- WHAT YOU NEED TO DO -
According to the article on the State House demonstration, what penalty does Kristen's Law mandate, and in what circumstance?

- EXCERPT -
——
Demonstrators gathered on Monday to urge Gov. Raimondo to veto Kristen’s Law.
At 4pm on Monday evening, where one would usually find state representatives milling about before their floor sessions, demonstrators gathered inside the State House to make one last plea to Governor Raimondo to veto Kristen’s Law, a statute which mandates a life sentence for individuals involved in the exchange of controlled substance in the case of those substance’s involvement in a fatal overdose. The mood, amplified by the echo of voices in the empty rotunda, was simultaneously mournful and resolute.

Candidate for governor Anne Armstrong and candidate for attorney general Alan Gordon before the event.
“My frustration has been that Rhode Island’s Attorney General [Peter Kilmartin] has been moving in a direction that’s backwards of progressive reform in regards to the opiate problem,” attorney general candidate Alan Gordon told RI Future prior to the event.
Haley McKee was one of the first to speak, providing an account of her own experience struggling with drug addiction. She spoke to a her experience of “interchangeable buyers and sellers,” or those individuals she had encountered who were simultaneously battling addiction and involved in drug sales—those who Kristen’s Law would target rather than work to treat.
“Please have mercy on these people, Governor Raimondo,” she said.
——
- DATA SHOWN -

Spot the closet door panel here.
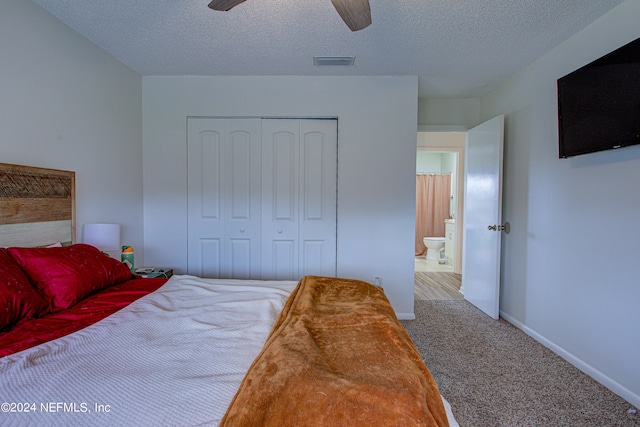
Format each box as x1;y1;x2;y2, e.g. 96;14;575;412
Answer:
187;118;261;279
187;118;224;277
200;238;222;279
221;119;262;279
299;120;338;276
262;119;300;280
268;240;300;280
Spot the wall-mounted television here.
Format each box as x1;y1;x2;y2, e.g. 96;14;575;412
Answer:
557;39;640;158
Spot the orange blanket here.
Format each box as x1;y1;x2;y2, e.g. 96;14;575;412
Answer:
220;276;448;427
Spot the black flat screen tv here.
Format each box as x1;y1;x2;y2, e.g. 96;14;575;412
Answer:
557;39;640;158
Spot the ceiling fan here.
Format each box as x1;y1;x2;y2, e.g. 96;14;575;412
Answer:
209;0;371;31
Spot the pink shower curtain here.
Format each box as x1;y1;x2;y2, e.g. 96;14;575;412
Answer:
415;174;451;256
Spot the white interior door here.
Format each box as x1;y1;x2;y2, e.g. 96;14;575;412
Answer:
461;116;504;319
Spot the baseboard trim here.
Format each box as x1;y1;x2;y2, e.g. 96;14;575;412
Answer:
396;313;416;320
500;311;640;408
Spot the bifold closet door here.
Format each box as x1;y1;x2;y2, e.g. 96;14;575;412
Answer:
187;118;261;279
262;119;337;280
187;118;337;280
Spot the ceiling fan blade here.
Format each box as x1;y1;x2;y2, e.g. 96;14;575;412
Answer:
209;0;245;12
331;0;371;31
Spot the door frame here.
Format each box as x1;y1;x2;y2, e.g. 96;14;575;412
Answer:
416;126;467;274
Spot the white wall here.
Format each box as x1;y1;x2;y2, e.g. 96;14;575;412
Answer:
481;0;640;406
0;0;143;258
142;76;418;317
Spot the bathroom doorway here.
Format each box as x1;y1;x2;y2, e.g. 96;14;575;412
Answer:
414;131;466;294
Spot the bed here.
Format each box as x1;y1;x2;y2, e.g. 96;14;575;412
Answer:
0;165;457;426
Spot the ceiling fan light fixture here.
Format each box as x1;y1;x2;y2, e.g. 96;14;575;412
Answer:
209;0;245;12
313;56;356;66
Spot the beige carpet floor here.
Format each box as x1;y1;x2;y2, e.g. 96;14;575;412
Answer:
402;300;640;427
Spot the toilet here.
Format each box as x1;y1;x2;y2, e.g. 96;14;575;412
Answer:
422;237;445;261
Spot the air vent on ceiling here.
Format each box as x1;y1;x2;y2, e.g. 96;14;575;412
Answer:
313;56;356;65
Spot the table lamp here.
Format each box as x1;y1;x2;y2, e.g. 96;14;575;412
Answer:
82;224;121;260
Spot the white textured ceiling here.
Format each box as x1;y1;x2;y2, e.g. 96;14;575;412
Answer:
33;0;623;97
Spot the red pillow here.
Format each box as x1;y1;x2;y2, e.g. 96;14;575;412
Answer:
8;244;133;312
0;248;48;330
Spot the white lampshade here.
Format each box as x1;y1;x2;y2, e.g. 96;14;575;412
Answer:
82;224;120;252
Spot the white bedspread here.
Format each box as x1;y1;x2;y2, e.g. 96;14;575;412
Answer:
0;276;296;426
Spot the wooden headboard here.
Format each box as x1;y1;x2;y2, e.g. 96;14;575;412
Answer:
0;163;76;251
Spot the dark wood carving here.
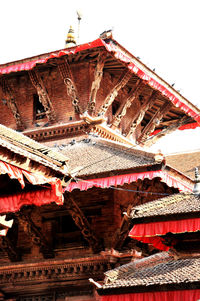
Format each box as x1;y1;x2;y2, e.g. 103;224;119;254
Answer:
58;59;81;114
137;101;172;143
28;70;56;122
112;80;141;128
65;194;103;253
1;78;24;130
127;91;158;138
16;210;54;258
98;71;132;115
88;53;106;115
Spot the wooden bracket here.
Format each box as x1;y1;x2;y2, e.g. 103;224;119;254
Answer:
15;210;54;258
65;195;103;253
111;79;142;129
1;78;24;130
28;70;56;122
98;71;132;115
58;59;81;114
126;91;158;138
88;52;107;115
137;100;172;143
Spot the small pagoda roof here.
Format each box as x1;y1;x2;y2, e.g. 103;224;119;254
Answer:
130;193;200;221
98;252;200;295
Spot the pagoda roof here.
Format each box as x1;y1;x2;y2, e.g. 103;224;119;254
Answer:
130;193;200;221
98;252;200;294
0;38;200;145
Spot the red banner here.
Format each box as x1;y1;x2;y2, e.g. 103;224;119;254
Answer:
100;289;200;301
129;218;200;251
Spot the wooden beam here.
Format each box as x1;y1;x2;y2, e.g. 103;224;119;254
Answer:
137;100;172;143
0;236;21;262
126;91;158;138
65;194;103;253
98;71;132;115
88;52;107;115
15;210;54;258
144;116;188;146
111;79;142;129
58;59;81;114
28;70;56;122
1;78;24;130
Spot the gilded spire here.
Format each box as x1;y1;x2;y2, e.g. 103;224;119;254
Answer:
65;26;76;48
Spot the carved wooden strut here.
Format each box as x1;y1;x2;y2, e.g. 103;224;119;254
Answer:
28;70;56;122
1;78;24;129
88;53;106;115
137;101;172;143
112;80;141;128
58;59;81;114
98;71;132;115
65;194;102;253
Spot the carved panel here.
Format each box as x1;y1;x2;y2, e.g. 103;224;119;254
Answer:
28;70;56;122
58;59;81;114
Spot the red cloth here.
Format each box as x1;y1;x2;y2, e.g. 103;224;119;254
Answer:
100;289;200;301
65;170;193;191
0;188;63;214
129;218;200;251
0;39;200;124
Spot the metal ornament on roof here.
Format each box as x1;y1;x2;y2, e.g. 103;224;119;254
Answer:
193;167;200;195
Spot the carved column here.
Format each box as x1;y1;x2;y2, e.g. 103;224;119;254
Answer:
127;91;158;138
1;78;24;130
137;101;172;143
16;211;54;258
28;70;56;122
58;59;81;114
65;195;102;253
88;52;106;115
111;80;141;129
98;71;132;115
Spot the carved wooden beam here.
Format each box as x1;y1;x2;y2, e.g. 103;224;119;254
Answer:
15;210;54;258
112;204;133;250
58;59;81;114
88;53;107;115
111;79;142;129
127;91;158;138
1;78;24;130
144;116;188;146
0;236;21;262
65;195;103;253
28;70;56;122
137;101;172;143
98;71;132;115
——
- YOUR SOLUTION -
It mandates a life sentence for individuals involved in the exchange of a controlled substance when that substance is involved in a fatal overdose.